## Texte fourni

Six anthropologues et un sociologue dissertent sur l'enseignement supérieur.

Bernard Bernier

Pierre Beaucage

Gilles Bibeau

Faut-il pleurer, faut-il en rire? Fait-elle envie ou bien pitié?" C'est la mélodie qui nous trotte dans la tête à l'issue du colloque "L'université en question", organisé par le Département d'anthropologie. Oui, Jean Ferrat aurait pu chanter ce refrain en pensant aux universités québécoises.

"Les universités ne doivent pas faire les putes pour un plat de lentilles... ou une bouteille de Pepsi", a lancé Pierre Beaucage au cours de son exposé dénonçant le glissement néolibéral de l'établissement qui le fait vivre depuis 30 ans. Mais il n'est pas trop tard pour redresser la situation et, à ce titre, M. Beaucage soutient que les universitaires ont un rôle à jouer.

## Données enregistrées

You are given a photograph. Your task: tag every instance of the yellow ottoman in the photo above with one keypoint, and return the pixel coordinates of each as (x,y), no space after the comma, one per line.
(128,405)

## Exercices
1. D'après le texte sur le colloque, qui a organisé « L'université en question » ?
2. Relevez toutes les personnes nommées dans le texte sur le colloque, chacune une seule fois.

## Corrigés complets
1. Le Département d'anthropologie.

2. Bernard Bernier, Pierre Beaucage, Gilles Bibeau, Jean Ferrat